■ Stated problem ■
Select every line in the material below that contains the word "bench", and treat uppercase and lowercase as different.

■ Material for this exercise ■
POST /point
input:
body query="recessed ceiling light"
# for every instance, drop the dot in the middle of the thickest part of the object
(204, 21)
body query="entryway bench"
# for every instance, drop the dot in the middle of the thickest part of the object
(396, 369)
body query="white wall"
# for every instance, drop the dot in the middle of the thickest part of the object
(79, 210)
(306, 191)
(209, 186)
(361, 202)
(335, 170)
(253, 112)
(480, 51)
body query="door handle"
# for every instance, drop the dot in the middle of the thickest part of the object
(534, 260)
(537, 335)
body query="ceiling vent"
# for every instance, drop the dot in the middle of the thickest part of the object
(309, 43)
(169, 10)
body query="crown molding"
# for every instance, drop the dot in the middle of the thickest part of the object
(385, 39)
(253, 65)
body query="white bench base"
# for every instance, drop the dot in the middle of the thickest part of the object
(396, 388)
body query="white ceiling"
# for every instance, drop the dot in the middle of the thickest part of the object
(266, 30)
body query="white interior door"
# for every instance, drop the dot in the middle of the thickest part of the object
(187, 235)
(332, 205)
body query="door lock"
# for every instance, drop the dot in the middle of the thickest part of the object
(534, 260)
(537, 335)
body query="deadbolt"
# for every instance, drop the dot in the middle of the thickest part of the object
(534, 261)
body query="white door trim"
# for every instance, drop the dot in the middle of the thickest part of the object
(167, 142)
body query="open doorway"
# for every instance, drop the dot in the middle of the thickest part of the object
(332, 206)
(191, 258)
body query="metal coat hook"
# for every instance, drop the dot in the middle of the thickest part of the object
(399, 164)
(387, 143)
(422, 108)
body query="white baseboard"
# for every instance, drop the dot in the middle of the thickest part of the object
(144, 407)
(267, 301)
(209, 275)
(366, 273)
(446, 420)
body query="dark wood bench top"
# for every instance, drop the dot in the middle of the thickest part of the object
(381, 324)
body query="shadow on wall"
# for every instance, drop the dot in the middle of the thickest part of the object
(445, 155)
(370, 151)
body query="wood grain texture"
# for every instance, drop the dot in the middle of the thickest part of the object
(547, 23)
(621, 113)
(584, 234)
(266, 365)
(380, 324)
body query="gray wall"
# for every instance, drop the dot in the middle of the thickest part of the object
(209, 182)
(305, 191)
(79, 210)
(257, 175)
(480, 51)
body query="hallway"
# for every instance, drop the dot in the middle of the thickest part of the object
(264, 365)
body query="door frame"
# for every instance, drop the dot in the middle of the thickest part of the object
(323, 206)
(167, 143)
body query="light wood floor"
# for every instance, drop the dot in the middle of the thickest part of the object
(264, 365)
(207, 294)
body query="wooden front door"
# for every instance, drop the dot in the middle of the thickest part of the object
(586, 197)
...
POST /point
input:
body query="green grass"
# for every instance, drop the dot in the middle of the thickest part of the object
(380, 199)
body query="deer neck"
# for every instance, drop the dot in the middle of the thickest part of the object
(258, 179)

■ Completed task ■
body query="entryway bench"
body query="white bench base"
body query="dark wood bench top"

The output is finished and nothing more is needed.